## Start Dataset records
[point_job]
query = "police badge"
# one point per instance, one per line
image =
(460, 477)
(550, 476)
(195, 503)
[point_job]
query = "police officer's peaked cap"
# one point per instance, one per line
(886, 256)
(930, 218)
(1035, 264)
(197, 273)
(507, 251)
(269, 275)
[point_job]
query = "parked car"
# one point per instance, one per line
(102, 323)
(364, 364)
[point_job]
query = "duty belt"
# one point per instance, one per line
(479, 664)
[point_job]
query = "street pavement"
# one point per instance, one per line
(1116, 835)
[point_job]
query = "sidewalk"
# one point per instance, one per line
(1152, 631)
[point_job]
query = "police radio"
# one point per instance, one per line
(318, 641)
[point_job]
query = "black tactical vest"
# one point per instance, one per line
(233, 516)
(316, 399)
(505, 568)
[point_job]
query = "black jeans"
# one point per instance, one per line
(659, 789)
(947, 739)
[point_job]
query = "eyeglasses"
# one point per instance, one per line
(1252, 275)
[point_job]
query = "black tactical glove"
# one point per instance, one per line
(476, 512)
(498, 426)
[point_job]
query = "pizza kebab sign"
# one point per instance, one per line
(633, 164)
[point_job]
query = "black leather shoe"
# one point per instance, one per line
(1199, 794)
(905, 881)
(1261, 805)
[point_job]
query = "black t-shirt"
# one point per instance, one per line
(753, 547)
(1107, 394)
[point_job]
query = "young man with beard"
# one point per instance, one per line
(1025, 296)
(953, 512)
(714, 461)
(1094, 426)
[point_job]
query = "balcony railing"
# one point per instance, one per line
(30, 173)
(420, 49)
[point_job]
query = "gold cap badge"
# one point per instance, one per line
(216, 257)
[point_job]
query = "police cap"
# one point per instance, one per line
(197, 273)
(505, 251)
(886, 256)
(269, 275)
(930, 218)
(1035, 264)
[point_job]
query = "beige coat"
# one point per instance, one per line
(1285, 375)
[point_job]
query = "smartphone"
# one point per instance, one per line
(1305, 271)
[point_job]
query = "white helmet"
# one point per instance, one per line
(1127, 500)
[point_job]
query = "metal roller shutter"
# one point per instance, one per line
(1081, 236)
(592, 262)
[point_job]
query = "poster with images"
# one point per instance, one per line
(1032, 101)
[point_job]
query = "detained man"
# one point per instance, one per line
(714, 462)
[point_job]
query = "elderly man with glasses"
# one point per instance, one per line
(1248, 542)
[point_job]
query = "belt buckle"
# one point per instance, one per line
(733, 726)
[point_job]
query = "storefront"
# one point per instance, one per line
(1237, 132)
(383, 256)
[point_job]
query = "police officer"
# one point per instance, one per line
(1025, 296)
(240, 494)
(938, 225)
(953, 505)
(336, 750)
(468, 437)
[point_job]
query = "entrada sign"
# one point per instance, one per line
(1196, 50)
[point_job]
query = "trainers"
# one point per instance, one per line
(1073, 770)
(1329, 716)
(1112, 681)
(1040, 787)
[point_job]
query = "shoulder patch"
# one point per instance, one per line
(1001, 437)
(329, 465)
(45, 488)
## End Dataset records
* _Task objective_
Gather every line in the records above that contains the word "sign" and copy each of those lines in full.

* _Expected output_
query = "pizza kebab sign"
query = "entrada sign"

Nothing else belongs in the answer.